Short task 1>
Extract every line from the rows below that contains the word "woman".

------

John and Jane have done fairly well for themselves, with John being the managing partner in a local golf course and Jane teaching at a local middle-school.  They have a recently refinanced home in the suburbs, own a 1/3-share of Jane's family cottage in northern Michigan along with her two siblings, their retirement accounts—a mix of work-related plans and individual IRA's total nearly $250,000, they have tried to save a six-month emergency fund (but it's more like two), each has a modest life insurance plan provided by their employers, and they stand to inherit a rather substantial sum when John's mom, who is now in a nursing home, passes away.  Life is complicated for John and Jane, but not that out of the ordinary.

------

Short task 2>
Quote the entire passage above about John and Jane's finances, word for word.

Entries from an annotation dataset:
------

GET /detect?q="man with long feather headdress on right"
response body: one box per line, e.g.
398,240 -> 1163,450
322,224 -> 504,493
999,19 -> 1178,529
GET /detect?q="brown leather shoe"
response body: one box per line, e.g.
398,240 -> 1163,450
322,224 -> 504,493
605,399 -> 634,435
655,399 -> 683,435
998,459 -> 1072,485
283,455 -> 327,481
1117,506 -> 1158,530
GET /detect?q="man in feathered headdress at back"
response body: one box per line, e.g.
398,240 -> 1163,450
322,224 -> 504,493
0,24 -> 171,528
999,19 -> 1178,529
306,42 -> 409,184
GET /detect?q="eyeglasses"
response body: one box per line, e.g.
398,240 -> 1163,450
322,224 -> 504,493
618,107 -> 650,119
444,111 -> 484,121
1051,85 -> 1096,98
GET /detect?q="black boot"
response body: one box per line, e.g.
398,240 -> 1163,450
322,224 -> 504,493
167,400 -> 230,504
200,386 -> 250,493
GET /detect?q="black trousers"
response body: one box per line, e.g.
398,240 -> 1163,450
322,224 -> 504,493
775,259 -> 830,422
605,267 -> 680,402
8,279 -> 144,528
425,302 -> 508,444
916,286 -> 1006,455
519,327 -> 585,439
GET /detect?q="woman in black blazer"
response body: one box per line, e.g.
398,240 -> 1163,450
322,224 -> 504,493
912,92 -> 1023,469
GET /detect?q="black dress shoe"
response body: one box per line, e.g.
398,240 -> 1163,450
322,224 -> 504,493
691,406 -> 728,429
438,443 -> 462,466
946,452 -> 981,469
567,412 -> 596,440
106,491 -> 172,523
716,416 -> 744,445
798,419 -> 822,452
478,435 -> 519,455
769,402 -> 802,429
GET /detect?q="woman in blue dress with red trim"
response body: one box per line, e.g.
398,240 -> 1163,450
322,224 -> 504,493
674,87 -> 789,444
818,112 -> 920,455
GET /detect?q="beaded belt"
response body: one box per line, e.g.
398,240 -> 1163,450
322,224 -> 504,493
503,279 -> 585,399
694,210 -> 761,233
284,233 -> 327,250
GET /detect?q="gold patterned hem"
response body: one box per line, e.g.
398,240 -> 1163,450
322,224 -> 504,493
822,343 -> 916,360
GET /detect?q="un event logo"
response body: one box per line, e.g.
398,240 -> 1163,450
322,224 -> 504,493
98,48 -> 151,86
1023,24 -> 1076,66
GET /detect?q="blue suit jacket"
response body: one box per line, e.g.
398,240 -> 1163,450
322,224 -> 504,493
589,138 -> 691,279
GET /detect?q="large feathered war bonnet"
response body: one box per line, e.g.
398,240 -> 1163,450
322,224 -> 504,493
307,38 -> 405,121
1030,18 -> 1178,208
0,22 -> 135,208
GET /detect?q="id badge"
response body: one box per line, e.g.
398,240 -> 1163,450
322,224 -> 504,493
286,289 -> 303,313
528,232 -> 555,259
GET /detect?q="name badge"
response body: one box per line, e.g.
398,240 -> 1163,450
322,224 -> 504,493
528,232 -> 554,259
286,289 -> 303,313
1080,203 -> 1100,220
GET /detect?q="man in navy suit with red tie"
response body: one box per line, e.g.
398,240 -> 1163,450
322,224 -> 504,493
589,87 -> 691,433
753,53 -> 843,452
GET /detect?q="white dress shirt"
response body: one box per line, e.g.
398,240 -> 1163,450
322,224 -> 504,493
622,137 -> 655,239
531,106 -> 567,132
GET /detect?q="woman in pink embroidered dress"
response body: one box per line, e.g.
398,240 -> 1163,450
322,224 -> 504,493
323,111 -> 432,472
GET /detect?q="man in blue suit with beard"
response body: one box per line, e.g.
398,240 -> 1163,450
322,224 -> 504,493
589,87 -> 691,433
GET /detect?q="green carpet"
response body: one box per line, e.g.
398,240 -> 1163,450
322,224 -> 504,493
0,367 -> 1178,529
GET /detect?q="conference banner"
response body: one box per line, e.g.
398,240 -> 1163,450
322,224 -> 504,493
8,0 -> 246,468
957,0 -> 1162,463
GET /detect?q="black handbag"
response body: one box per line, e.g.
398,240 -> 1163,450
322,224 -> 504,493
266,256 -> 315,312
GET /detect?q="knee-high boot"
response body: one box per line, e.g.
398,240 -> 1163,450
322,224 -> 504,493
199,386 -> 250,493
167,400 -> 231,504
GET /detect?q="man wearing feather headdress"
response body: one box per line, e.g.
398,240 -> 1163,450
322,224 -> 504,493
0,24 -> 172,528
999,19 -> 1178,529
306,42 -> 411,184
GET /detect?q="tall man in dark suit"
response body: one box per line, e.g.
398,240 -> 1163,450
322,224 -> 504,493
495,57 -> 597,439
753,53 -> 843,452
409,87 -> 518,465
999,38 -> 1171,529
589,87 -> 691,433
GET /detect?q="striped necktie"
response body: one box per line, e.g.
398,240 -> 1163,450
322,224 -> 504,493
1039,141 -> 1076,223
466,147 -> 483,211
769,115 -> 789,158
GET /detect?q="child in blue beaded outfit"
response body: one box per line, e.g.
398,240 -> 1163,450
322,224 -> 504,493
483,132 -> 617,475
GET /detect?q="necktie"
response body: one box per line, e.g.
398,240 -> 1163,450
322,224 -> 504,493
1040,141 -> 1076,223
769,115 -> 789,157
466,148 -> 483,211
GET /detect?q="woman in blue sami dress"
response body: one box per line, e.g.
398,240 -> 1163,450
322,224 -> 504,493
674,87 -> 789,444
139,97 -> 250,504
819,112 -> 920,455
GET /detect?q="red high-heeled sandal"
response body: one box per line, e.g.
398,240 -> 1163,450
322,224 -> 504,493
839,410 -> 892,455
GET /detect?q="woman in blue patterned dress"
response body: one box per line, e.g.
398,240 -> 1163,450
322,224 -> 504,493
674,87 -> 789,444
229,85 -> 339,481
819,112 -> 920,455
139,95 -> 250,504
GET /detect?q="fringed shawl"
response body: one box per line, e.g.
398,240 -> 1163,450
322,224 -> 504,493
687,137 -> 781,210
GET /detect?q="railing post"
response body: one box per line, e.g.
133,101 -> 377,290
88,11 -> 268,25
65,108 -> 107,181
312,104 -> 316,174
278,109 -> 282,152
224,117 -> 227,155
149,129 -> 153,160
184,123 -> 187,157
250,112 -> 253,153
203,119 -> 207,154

------

Final answer 1>
GET /detect?q="woman in black blazer"
GET /detect?q="woman in blue dress with red trim"
GET /detect?q="woman in pink embroidered dress"
GET /detect?q="woman in blue sami dress"
GET /detect?q="woman in blue patterned dress"

Final answer 2>
John and Jane have done fairly well for themselves, with John being the managing partner in a local golf course and Jane teaching at a local middle-school.  They have a recently refinanced home in the suburbs, own a 1/3-share of Jane's family cottage in northern Michigan along with her two siblings, their retirement accounts—a mix of work-related plans and individual IRA's total nearly $250,000, they have tried to save a six-month emergency fund (but it's more like two), each has a modest life insurance plan provided by their employers, and they stand to inherit a rather substantial sum when John's mom, who is now in a nursing home, passes away.  Life is complicated for John and Jane, but not that out of the ordinary.